§ What is needed
Reproduce every one of the rows below word for word, without changing anything.

Point placement rows
◇ ◇ ◇ ◇
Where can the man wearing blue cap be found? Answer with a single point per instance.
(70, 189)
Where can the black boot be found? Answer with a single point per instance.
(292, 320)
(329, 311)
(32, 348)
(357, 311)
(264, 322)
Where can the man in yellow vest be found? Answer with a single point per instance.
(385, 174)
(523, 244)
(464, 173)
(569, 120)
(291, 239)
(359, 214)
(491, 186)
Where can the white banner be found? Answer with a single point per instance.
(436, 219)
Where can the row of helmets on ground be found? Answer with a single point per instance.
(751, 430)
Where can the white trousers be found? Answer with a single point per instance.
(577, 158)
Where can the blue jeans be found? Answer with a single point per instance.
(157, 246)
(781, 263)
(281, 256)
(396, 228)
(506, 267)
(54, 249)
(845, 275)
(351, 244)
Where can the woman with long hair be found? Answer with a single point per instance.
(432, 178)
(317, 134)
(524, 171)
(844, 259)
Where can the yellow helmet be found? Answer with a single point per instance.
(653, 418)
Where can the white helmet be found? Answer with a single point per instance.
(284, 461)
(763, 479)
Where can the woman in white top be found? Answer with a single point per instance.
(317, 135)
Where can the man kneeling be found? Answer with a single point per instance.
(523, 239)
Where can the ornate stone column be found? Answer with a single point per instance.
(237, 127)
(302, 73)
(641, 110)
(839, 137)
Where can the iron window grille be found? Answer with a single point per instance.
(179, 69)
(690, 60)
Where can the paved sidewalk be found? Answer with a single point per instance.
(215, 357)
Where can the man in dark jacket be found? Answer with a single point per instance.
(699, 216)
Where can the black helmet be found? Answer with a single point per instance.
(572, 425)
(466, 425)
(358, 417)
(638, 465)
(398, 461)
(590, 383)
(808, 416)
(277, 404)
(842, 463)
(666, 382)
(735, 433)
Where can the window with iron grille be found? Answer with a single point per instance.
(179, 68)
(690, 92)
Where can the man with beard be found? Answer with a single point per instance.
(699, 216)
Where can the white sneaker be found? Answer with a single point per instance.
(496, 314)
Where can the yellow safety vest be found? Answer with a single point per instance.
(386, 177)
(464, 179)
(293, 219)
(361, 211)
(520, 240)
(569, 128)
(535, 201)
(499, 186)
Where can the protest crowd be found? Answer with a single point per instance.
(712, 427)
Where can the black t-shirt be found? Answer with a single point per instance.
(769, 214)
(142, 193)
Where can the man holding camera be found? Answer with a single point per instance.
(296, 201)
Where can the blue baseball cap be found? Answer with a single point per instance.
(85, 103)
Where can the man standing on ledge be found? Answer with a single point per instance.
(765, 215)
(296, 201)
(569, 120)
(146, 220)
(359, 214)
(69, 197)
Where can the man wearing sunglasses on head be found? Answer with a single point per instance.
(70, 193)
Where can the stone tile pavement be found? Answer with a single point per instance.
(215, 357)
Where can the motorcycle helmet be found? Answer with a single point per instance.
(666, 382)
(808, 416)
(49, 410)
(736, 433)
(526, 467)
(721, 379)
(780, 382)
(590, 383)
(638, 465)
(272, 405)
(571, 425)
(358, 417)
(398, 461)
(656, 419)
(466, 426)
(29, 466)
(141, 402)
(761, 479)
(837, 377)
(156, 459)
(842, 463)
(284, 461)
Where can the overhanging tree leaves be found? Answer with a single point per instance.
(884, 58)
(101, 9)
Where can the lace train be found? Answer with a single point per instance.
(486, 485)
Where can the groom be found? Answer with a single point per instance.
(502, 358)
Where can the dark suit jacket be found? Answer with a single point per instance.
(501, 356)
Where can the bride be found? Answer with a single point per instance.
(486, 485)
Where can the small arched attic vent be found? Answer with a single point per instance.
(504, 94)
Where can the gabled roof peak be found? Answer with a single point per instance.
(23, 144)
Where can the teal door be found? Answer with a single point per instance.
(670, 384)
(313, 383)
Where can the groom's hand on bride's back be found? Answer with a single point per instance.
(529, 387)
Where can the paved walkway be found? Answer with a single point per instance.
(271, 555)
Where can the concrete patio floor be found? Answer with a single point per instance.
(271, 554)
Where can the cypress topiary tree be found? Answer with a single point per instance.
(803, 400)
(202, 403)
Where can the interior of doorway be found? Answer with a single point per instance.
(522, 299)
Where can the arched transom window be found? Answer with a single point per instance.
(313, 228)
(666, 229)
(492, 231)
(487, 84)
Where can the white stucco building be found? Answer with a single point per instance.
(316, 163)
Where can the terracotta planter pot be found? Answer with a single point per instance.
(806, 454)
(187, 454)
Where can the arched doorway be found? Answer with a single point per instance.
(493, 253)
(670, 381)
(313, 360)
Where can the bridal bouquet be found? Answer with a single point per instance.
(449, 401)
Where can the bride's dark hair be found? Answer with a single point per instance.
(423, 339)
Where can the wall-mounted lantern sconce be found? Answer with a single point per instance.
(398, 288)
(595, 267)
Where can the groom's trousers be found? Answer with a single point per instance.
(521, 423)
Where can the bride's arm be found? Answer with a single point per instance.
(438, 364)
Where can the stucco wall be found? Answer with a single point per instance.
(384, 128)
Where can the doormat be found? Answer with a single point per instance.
◇ ◇ ◇ ◇
§ Complete answer
Where can the man wearing blue cap be found? Answer with a single point per instance.
(70, 189)
Where can the black boot be found? Answer with a single point per instance.
(292, 320)
(329, 311)
(32, 348)
(357, 311)
(264, 322)
Where can the man in yellow vest be found? Answer with a single point per instance.
(385, 174)
(523, 244)
(464, 173)
(569, 120)
(291, 239)
(359, 214)
(491, 186)
Where can the white banner be found? Answer with a single point per instance.
(436, 219)
Where can the row of helmets on ground be found? Answer with a single point per instance.
(751, 430)
Where can the white trousers be found? Answer with a single point per instance.
(577, 158)
Where can the blue jeans be found? Answer with a single point per instance.
(157, 246)
(781, 263)
(281, 256)
(396, 228)
(506, 267)
(54, 249)
(845, 275)
(351, 244)
Where can the woman with long hair be found? Answer with a single point per instance.
(432, 178)
(317, 134)
(524, 171)
(844, 259)
Where can the yellow helmet be found? Answer with a single point per instance.
(653, 418)
Where can the white helmet be found? Answer with a single point per instance.
(284, 461)
(763, 479)
Where can the woman in white top be found? Answer with a single point per instance.
(317, 135)
Where can the man kneeling be found? Answer with a single point per instance.
(523, 239)
Where can the ornate stone column be found? Answer with a single point per instance.
(237, 127)
(302, 73)
(641, 110)
(839, 137)
Where can the iron window grille be found? Answer with a single point per instance.
(179, 69)
(690, 60)
Where can the paved sidewalk be found? Answer with a single point per instance.
(215, 357)
Where can the man in dark jacket be found? Answer with a single point per instance.
(699, 216)
Where can the black helmet be found? Answer with a single point per instance.
(572, 425)
(466, 425)
(358, 417)
(638, 465)
(398, 461)
(590, 383)
(808, 416)
(277, 404)
(842, 463)
(666, 382)
(735, 433)
Where can the window with iron grille be found? Answer with a single point per instance.
(179, 68)
(690, 92)
Where can the man with beard be found? Answer with a single point per instance.
(699, 216)
Where can the white sneaker be found? Answer with a single point per instance.
(496, 314)
Where can the yellow safety vest be found? Answer with a single point per instance.
(386, 177)
(464, 179)
(293, 219)
(361, 211)
(520, 240)
(569, 128)
(535, 201)
(499, 186)
Where can the protest crowd be found? Answer with a single point per instance.
(712, 427)
Where can the black t-shirt be found? Answer with a single point per instance.
(769, 214)
(142, 193)
Where can the man holding camera be found? Answer with a single point per instance.
(296, 201)
Where can the blue baseball cap be found? Answer with a single point per instance.
(85, 103)
Where can the man standing on ledge be found? Answer with a single point per instance.
(765, 215)
(296, 201)
(569, 120)
(146, 220)
(359, 214)
(69, 197)
Where can the man wearing sunglasses on head be found? Answer with a single point per instance.
(70, 193)
Where can the stone tile pavement be found? Answer with a single point per instance.
(215, 357)
Where can the motorcycle helmet be found? Answer with a single point per instance.
(666, 382)
(808, 416)
(49, 410)
(736, 433)
(526, 467)
(721, 379)
(780, 382)
(590, 383)
(638, 465)
(272, 405)
(571, 425)
(358, 417)
(398, 461)
(656, 419)
(466, 426)
(29, 466)
(141, 402)
(761, 479)
(837, 377)
(156, 459)
(842, 463)
(284, 461)
Where can the overhanging tree leaves be found? Answer with a single point per instance.
(884, 58)
(101, 9)
Where can the lace train be found? Answer with a single point per instance.
(486, 485)
Where can the groom be found? Answer with a single point per instance.
(502, 358)
Where can the dark suit jacket be found? Answer with a single point per instance.
(501, 356)
Where can the bride be found? Answer with a single point per instance.
(486, 485)
Where can the small arched attic vent be found? Answer with a single point per instance.
(504, 94)
Where can the gabled roof peak be found? Answer with a single point per instance.
(23, 144)
Where can the teal door be found? Answer with a single point per instance.
(670, 384)
(313, 383)
Where can the groom's hand on bride's back be found? Answer with a single point per instance.
(529, 387)
Where can the paved walkway be found? Answer with a single point per instance.
(271, 555)
Where can the concrete patio floor be found? Answer with a single point per instance.
(271, 554)
Where can the cypress topiary tree be found? Answer with a single point per instance.
(803, 400)
(202, 403)
Where can the interior of doorway be found? Answer with a single point per instance.
(522, 299)
Where can the arched transom window be found? Answer with a single point per instance.
(313, 228)
(666, 229)
(492, 231)
(487, 84)
Where can the white stucco building be found? Answer with a single point per instance.
(316, 163)
Where can the terracotta planter pot be found? Answer with a single point per instance.
(806, 454)
(187, 454)
Where can the arched doorway be found? Answer with a single point per instance.
(493, 253)
(670, 381)
(313, 360)
Where can the bridal bouquet be found? Answer with a single point per instance.
(449, 401)
Where can the bride's dark hair be found? Answer with a single point per instance.
(423, 339)
Where can the wall-mounted lantern sconce be found? Answer with a single point per instance.
(398, 288)
(595, 267)
Where can the groom's trousers be found? Answer with a single point per instance.
(521, 423)
Where can the bride's arm be found? Answer with a single point per instance.
(438, 364)
Where can the stucco wall be found? Answer with a single point per instance.
(384, 128)
Where can the doormat be found? Answer with a single point per instance.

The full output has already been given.